►

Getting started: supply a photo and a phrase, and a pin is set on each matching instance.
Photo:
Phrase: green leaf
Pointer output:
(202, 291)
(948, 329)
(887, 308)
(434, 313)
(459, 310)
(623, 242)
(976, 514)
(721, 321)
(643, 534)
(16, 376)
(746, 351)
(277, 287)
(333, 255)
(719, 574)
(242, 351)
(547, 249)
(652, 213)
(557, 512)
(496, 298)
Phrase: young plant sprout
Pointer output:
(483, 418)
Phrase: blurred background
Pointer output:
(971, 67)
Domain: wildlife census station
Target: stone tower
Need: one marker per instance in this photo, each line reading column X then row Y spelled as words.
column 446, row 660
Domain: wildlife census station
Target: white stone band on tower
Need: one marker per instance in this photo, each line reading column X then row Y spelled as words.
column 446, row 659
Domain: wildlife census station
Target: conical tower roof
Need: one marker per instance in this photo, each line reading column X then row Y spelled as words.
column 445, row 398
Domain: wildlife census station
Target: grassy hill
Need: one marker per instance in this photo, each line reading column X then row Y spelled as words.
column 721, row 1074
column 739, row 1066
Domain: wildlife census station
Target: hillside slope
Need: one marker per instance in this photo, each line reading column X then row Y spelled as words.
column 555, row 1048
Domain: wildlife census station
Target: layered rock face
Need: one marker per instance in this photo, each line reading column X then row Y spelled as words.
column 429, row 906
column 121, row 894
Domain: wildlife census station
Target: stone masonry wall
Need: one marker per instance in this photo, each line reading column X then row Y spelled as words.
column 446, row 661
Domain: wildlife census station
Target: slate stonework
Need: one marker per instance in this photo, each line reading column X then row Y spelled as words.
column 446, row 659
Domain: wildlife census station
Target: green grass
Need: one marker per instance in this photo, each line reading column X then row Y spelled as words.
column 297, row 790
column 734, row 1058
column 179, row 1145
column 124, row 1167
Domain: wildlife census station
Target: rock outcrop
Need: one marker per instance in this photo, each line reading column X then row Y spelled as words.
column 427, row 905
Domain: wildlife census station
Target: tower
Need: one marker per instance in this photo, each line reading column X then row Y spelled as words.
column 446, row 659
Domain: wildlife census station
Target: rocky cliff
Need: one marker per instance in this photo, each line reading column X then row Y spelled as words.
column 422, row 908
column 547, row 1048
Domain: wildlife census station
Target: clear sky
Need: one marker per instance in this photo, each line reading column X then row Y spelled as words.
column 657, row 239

◄
►

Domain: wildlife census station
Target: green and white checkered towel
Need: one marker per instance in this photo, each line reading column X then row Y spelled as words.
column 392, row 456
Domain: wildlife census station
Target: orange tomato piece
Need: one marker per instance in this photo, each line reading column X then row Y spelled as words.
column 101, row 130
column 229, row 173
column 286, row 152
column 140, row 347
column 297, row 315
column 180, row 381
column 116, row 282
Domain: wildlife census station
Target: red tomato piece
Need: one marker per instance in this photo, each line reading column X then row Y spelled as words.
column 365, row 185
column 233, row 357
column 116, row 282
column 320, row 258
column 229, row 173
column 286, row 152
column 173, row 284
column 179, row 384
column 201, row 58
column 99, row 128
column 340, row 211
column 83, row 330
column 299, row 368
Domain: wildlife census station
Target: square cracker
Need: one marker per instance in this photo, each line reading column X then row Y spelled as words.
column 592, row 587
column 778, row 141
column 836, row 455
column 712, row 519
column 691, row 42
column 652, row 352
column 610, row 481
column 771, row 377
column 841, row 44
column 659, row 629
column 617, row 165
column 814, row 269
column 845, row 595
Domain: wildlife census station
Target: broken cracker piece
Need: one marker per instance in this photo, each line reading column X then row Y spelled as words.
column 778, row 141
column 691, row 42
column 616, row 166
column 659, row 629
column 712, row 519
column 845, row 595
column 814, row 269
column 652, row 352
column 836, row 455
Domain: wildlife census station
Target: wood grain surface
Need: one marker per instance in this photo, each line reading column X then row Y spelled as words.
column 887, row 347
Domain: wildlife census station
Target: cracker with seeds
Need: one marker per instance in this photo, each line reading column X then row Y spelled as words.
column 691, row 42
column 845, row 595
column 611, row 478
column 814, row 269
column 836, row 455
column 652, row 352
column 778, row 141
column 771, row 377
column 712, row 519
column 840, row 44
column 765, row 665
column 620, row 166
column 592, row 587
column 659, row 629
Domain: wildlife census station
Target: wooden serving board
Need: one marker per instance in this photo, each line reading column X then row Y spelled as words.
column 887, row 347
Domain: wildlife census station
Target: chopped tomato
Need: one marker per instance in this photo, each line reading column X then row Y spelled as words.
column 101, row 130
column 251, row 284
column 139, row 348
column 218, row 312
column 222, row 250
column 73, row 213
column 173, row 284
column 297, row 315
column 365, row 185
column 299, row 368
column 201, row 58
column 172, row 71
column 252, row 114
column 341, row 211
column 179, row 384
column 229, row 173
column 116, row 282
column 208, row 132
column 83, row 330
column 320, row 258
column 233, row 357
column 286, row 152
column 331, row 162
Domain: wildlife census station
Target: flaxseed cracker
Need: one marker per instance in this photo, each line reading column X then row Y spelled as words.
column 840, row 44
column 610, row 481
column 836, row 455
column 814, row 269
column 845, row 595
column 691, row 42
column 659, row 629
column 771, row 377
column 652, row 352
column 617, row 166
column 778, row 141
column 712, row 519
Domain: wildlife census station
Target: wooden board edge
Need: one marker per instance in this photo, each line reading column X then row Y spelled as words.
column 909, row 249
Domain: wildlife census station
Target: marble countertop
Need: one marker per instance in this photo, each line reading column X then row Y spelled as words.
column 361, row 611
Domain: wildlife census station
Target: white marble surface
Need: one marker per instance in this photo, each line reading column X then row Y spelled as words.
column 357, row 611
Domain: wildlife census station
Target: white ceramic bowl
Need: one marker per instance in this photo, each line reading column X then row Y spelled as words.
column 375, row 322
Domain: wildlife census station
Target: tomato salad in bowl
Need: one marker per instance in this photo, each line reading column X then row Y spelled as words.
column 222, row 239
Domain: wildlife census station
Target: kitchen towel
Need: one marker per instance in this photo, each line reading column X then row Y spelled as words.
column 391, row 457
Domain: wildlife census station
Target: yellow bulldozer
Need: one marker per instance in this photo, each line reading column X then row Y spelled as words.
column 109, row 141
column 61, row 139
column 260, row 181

◄
►

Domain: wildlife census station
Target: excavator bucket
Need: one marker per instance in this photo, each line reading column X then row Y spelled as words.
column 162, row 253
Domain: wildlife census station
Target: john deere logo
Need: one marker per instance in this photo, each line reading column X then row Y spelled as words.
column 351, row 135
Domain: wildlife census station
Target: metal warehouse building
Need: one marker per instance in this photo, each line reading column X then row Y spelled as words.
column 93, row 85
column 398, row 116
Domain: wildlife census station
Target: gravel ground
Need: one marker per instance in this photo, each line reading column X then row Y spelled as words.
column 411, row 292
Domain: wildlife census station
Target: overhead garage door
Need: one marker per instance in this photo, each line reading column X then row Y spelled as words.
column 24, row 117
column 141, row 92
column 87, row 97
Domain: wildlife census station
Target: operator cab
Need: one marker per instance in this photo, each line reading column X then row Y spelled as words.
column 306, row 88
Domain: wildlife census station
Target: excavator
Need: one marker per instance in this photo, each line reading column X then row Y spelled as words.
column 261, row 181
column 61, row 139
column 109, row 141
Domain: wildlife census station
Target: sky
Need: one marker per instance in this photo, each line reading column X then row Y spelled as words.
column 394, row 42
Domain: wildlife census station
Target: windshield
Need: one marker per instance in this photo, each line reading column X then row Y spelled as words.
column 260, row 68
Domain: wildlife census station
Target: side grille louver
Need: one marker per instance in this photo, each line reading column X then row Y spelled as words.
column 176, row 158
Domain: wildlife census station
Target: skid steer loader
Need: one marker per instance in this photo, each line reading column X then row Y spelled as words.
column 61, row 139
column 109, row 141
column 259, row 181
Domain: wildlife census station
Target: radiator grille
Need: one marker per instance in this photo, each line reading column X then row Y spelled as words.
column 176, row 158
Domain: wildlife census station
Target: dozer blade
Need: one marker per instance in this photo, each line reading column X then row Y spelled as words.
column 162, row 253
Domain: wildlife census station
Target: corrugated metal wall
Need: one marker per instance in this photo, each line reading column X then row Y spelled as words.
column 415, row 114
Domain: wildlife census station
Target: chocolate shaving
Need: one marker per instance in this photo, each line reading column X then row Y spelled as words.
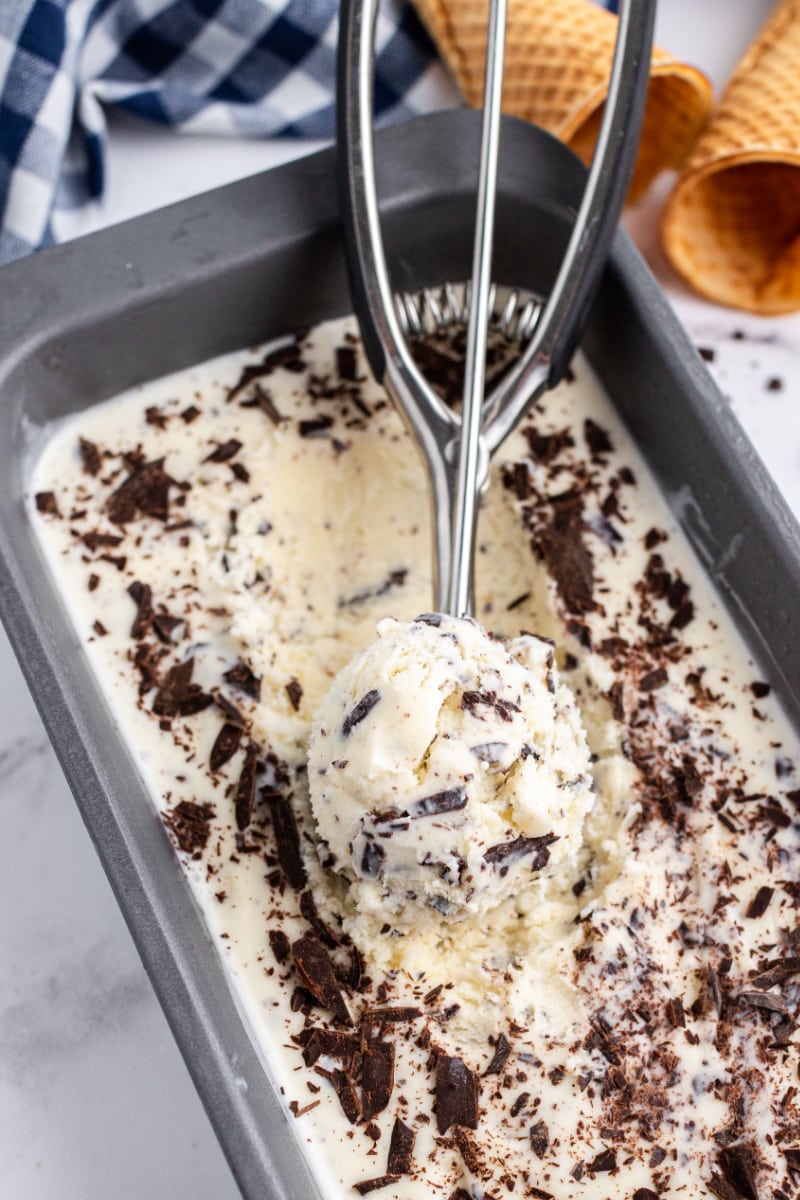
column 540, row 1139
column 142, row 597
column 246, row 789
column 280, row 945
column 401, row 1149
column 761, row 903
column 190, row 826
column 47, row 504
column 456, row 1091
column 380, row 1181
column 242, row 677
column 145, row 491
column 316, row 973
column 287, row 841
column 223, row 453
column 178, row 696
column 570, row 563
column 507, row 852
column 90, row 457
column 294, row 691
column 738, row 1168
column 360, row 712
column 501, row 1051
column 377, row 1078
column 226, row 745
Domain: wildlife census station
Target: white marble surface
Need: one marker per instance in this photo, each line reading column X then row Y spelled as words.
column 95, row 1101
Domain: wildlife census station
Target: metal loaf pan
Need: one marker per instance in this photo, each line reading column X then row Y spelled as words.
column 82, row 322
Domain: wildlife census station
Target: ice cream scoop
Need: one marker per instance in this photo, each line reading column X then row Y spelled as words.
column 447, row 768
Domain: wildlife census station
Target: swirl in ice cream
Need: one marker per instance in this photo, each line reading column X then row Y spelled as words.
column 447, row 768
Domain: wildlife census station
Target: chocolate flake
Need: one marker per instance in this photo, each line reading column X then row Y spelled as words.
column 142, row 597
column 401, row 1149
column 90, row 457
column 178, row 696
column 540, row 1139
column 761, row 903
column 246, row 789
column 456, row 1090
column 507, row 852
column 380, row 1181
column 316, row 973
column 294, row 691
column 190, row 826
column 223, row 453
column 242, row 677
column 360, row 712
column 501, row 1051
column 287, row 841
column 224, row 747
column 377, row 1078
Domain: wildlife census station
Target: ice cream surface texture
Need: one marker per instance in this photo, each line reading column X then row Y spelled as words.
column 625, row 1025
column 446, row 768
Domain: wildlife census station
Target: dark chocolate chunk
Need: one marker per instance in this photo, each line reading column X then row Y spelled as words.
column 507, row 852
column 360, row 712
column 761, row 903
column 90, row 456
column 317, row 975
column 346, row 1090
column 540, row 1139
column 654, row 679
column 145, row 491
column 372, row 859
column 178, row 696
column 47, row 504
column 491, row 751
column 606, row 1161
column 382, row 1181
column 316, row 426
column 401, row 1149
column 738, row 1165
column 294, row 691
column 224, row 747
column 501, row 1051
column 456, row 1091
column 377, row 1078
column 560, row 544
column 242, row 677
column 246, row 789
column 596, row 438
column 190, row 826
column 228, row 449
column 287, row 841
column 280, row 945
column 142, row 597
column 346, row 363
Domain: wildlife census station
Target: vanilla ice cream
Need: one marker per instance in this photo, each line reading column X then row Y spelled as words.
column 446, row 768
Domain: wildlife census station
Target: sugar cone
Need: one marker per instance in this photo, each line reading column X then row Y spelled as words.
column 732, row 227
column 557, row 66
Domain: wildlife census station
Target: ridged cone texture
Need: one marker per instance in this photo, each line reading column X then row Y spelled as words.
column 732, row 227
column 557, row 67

◄

Every line above that holds "wall" should be tallied; answer with the total alone.

2